Projet de loi visant l'égalité réelle entre les langues officielles du Canada
Projet de loi modificatif--Troisième lecture--Débat
15 juin 2023
Honorables sénateurs, je prends la parole aujourd’hui à l’étape de la troisième lecture du projet de loi C-13, Loi visant l’égalité réelle entre les langues officielles du Canada.
J’appuie la vision et l’intention de ce projet de loi, mais pas dans sa forme actuelle.
Rappelons-nous que je suis un fier Québécois. Je suis fier de vivre dans une province où le français est la langue commune du peuple ainsi que la langue officielle.
Comme je l’ai expliqué lors de mon intervention à la deuxième lecture, je crains tout simplement que l’inclusion de la référence à la Charte de la langue française du Québec soit hautement problématique d’un point de vue bureaucratique et juridique. Les membres de la communauté anglophone du Québec partagent également mon inquiétude.
-*-
Série de tâches ->
**A)** Reproduisez fidèlement le passage de l'extrait qui va de « J’appuie la vision » jusqu'à « également mon inquiétude. ».
**B)** Pour chacun des énoncés suivants, indiquez par oui ou par non s'il concorde avec l'extrait, puis citez mot pour mot les termes de l'extrait qui permettent de trancher : (i) l'intervenant appuie le projet de loi C-13 dans sa forme actuelle ; (ii) l'intervenant se présente comme Québécois ; (iii) l'intervention a lieu à l'étape de la deuxième lecture.
La liste qui suit n'intervient en rien dans ce travail.

Liste fournie ->
-*-
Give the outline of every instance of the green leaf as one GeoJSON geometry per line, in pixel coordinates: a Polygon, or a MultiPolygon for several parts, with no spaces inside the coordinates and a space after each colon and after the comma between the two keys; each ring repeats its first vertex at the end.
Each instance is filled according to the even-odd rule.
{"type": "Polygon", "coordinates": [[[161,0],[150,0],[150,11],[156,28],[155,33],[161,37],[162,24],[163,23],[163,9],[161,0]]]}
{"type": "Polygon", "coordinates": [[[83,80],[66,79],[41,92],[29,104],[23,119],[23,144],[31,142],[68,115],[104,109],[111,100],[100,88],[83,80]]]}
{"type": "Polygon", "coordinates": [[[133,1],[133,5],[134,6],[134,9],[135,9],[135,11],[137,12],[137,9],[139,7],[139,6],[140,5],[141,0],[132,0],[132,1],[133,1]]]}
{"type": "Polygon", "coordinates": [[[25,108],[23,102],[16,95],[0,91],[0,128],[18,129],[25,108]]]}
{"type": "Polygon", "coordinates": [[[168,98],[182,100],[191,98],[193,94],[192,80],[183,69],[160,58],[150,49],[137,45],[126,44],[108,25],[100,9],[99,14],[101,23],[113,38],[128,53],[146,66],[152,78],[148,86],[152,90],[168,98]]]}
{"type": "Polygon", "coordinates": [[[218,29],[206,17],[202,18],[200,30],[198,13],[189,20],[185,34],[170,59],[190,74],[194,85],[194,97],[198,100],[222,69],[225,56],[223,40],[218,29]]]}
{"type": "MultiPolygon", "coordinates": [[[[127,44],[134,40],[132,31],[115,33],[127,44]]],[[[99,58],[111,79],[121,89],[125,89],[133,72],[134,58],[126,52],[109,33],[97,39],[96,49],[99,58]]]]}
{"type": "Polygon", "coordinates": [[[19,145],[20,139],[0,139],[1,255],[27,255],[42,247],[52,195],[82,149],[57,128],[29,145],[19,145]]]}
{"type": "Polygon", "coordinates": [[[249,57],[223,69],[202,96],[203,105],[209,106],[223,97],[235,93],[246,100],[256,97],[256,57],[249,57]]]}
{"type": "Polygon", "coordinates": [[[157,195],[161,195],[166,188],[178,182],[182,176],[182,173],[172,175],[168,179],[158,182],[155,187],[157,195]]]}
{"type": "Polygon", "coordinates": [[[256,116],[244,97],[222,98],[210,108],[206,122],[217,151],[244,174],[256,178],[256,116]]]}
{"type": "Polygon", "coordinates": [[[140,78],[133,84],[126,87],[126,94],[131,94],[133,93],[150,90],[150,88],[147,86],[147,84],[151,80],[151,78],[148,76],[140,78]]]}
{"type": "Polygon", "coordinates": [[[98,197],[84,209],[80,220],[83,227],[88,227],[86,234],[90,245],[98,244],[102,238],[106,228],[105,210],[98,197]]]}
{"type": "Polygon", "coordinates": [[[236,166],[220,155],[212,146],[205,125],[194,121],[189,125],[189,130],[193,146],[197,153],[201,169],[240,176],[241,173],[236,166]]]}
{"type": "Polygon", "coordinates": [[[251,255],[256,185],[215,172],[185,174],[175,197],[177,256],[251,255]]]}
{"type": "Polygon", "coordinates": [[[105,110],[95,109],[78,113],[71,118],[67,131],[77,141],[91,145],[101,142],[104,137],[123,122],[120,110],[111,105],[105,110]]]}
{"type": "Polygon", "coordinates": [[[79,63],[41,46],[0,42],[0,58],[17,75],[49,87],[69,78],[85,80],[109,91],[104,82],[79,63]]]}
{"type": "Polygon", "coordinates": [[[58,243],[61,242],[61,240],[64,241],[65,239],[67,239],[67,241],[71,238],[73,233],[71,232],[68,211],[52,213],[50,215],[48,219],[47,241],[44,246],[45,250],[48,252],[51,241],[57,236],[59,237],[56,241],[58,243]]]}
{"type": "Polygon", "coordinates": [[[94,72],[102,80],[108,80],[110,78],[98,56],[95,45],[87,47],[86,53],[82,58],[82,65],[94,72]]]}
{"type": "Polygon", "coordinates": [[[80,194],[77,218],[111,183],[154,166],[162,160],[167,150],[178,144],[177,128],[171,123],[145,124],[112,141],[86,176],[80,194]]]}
-*-
Réponses par tâche ->
**A)**
J’appuie la vision et l’intention de ce projet de loi, mais pas dans sa forme actuelle.
Rappelons-nous que je suis un fier Québécois. Je suis fier de vivre dans une province où le français est la langue commune du peuple ainsi que la langue officielle.
Comme je l’ai expliqué lors de mon intervention à la deuxième lecture, je crains tout simplement que l’inclusion de la référence à la Charte de la langue française du Québec soit hautement problématique d’un point de vue bureaucratique et juridique. Les membres de la communauté anglophone du Québec partagent également mon inquiétude.

**B)**
(i) Non : « J’appuie la vision et l’intention de ce projet de loi, mais pas dans sa forme actuelle. »
(ii) Oui : « je suis un fier Québécois »
(iii) Non : « je prends la parole aujourd’hui à l’étape de la troisième lecture »